• Page text:
== Segment start ==
M&A in the new Covid-World. Part 2…

M&A for law firms in the current climate – Part 2. For firms who wish to merge post-Covid.

 

Once the lockdown ends, I expect the M&A market to be very different. There will be a largish minority of firms who had the practice areas, systems and deep pockets to have come through relatively un-scathed, another largish minority of firms who have survived and who will set about re-building themselves and the final segment of firms who have made it through thanks to the largesse of the government but who are either in no fit state to continue, or more likely where the partners do not have the appetite to do so. So which one of these categories will your firm fall into?

 

This will become pretty self-evident from your partner group discussions on the future and really boils down to one question. After this is all over do you see yourselves as the predator, the prey or an observer. Each of these 3 mind-sets is equally valid and it is sensible to take the time now to prepare properly for the post-Covid market.

 

Predator: These are the strong firms with good management and systems who have weathered the storm better than most. There are likely to be two avenues to explore, either bolstering current offices or opening in new locations. The post-Covid world will be an ideal environment for these firms because in either scenario there are likely to be a number of willing targets.

 

The managing partners of these firms should take the time to assess their current office strengths and decide where to grow first, then second and then third because no M&A strategy works when there are two or more firms joining at the same time. Once they have this information, they can conduct simple desk- based research (or use a broker of course) to research those markets, find the right target and make an approach before anyone else does.

 

Prey: Looking at the demographics of the profession, these will often be run by older partners who have survived a number of downturns and just do not want to face the prospect of doing so again. They have good firms which have supported them, clients and the staff over a number of years, but now it is time to pass them on.

 

The most important actions are to do the house-keeping and prepare a strong bundle of documents. In terms of house-keeping this might be looking at excess storage over 6 years, any long supplier contracts that are coming to an end and also cutting any superfluous staff. Essentially, this is all about trimming the cost base to make the firm more attractive.

 

The bundle should contain copies of the lease(s) including storage, employment contracts and supplier contracts. Financially it will need the top 20 clients over the past 3 years, 6 months MI and 3 years accounts. On the PII side, it will need the most recent PII Proposal form and 6 years claims history. These are the basics any predator firm will ask for so having them ready will create a positive impression.

 

The Partner group should also start to consider what kind of firm would find them attractive and why, and then play to these strengths. Once everything is prepared, using desk research (or a broker) they can find and approach suitable firms and start the acquisition process. One final point regarding being the prey, it is vital for all owners to sign off on what a good deal will look like so that this can be negotiated. We often see situations where mission-creep enters or partners start to diverge in what they want in which case the project is doomed.

 

The last group is the Observer type firm and these will concentrate on re-building what they have already got, letting M&A activity pass them by for now at least.

 

To conclude, once this period is over I am convinced that M&A activity will boom and the long-heralded consolidation will take effect, so now is the ideal time to work out which of the three types of firm you are, get prepared and then seize the moment.
== Segment end ==
• Data shown:
== Segment start ==
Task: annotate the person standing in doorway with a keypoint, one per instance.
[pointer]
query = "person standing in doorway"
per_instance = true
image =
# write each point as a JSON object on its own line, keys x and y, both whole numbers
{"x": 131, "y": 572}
== Segment end ==
• Exercise prompt:
According to the article about post-Covid law-firm mergers, what documents should a prey firm's bundle include on the PII side? Draw only on the article about post-Covid law-firm mergers to respond.

• Answer for this exercise:
The most recent PII Proposal form and 6 years claims history.